Goal - Can you write out every one of the following records word for word, omitting the pictures?

Rows -
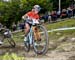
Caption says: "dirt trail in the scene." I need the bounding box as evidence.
[0,45,75,60]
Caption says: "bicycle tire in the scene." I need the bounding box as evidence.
[24,37,30,52]
[33,25,49,54]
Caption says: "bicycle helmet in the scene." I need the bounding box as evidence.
[33,5,41,11]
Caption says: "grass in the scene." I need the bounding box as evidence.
[46,19,75,30]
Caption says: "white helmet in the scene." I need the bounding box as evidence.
[33,5,41,11]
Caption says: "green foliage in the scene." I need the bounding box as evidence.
[0,0,72,28]
[2,53,25,60]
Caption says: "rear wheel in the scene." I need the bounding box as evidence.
[33,25,49,54]
[7,38,16,47]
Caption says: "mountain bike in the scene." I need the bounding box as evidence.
[0,28,16,47]
[24,19,49,54]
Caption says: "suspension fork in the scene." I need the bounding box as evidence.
[32,26,41,40]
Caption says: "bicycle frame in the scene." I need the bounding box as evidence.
[27,26,33,45]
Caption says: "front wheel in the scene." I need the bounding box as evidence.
[33,25,49,54]
[24,37,30,52]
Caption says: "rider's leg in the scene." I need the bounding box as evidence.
[24,23,30,41]
[33,26,41,41]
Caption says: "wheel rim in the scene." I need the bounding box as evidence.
[34,26,48,54]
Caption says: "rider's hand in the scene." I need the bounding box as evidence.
[33,19,39,24]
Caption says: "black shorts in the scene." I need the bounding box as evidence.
[24,20,32,27]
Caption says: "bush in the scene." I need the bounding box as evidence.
[2,53,25,60]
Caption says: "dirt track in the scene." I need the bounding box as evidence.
[0,45,75,60]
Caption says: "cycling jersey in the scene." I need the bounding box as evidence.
[27,11,39,20]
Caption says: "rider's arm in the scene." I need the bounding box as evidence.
[22,14,28,20]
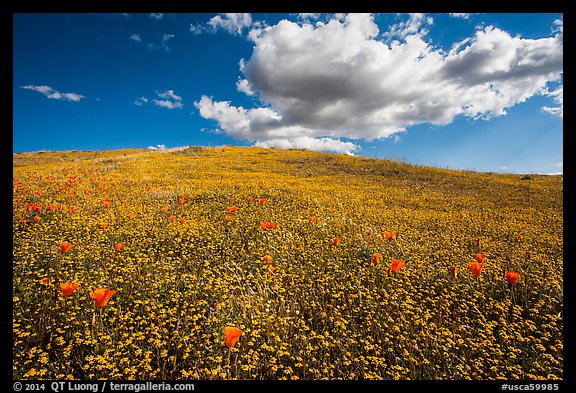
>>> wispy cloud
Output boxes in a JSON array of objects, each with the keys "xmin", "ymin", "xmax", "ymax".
[
  {"xmin": 448, "ymin": 12, "xmax": 475, "ymax": 19},
  {"xmin": 20, "ymin": 85, "xmax": 86, "ymax": 102},
  {"xmin": 134, "ymin": 90, "xmax": 184, "ymax": 109},
  {"xmin": 130, "ymin": 33, "xmax": 142, "ymax": 42},
  {"xmin": 208, "ymin": 13, "xmax": 252, "ymax": 35},
  {"xmin": 195, "ymin": 14, "xmax": 563, "ymax": 153}
]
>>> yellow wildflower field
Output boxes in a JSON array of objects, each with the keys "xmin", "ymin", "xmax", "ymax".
[{"xmin": 12, "ymin": 147, "xmax": 564, "ymax": 380}]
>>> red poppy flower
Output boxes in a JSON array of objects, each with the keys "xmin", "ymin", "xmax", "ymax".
[
  {"xmin": 388, "ymin": 258, "xmax": 405, "ymax": 273},
  {"xmin": 60, "ymin": 282, "xmax": 78, "ymax": 297},
  {"xmin": 450, "ymin": 265, "xmax": 458, "ymax": 279},
  {"xmin": 60, "ymin": 242, "xmax": 74, "ymax": 254},
  {"xmin": 468, "ymin": 262, "xmax": 484, "ymax": 277},
  {"xmin": 90, "ymin": 288, "xmax": 116, "ymax": 308},
  {"xmin": 506, "ymin": 272, "xmax": 520, "ymax": 285},
  {"xmin": 224, "ymin": 326, "xmax": 244, "ymax": 348}
]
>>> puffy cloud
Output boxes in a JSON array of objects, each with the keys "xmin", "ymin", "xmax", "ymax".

Task output -
Caption says: "dirt trail in the scene." I need the bounding box as evidence.
[0,45,75,60]
Caption says: "bicycle tire in the scene." I need the bounding box as evidence.
[24,37,30,52]
[33,25,49,54]
Caption says: "bicycle helmet in the scene." I need the bounding box as evidence.
[33,5,41,11]
Caption says: "grass in the scene." I need the bounding box as evidence.
[46,19,75,30]
Caption says: "white helmet in the scene." I need the bounding box as evidence.
[33,5,41,11]
Caption says: "green foliage in the scene." I need the bounding box as evidence.
[0,0,72,28]
[2,53,25,60]
Caption says: "rear wheel in the scene." I need the bounding box as evidence.
[33,25,49,54]
[7,38,16,47]
Caption says: "mountain bike in the scene." I need the bounding box as evidence.
[0,28,16,47]
[24,19,49,54]
Caption says: "suspension fork in the scene." I need the bounding box as evidence.
[32,26,41,40]
Caption says: "bicycle frame in the scene." I need the bounding box as evidence.
[27,26,33,45]
Caption says: "front wheel in the scene." I need the bounding box as evidence.
[33,25,49,54]
[24,37,30,52]
Caption says: "rider's leg in the scene." I need the bounding box as evidence.
[24,23,30,41]
[33,26,41,41]
Caption says: "wheel rim in the scene." I need the bounding box as evidence.
[34,26,48,54]
Caption says: "rider's hand in the scene." I need the bounding box as evidence.
[33,19,39,24]
Caption says: "black shorts in the scene." I need the bounding box as evidence.
[24,20,32,27]
Caption says: "bush in the scene." I need the bounding box as evidence.
[2,53,25,60]
Caption says: "dirt track in the scene." I need the bounding box as evidence.
[0,45,75,60]
Caption says: "cycling jersey in the scene." I need the bounding box as evidence.
[27,11,39,20]
Caption says: "rider's arm in the scene." I need the bounding box as evidence.
[22,14,28,20]
>>> wispy cloud
Output boxes in a JSON array of objects, each with the keys "xmin", "ymin", "xmax", "ymax".
[
  {"xmin": 448, "ymin": 12, "xmax": 475, "ymax": 19},
  {"xmin": 20, "ymin": 85, "xmax": 86, "ymax": 102},
  {"xmin": 134, "ymin": 90, "xmax": 184, "ymax": 109},
  {"xmin": 130, "ymin": 33, "xmax": 142, "ymax": 42},
  {"xmin": 208, "ymin": 13, "xmax": 252, "ymax": 35},
  {"xmin": 195, "ymin": 14, "xmax": 563, "ymax": 153}
]
>>> yellow wildflower field
Output boxes in a JSON array of objects, each with the keys "xmin", "ymin", "xmax", "ymax".
[{"xmin": 12, "ymin": 147, "xmax": 564, "ymax": 380}]
>>> red poppy flower
Output boxes in a JSON array of objects, each with the keys "xmin", "ymin", "xmax", "ymax".
[
  {"xmin": 388, "ymin": 258, "xmax": 405, "ymax": 273},
  {"xmin": 60, "ymin": 282, "xmax": 78, "ymax": 297},
  {"xmin": 450, "ymin": 265, "xmax": 458, "ymax": 279},
  {"xmin": 60, "ymin": 242, "xmax": 74, "ymax": 254},
  {"xmin": 468, "ymin": 262, "xmax": 484, "ymax": 277},
  {"xmin": 90, "ymin": 288, "xmax": 116, "ymax": 308},
  {"xmin": 506, "ymin": 272, "xmax": 520, "ymax": 285},
  {"xmin": 224, "ymin": 326, "xmax": 244, "ymax": 348}
]
>>> puffy cloud
Output boxes in a JSON array of objects, each with the keys "xmin", "ymin", "xmax", "ymax".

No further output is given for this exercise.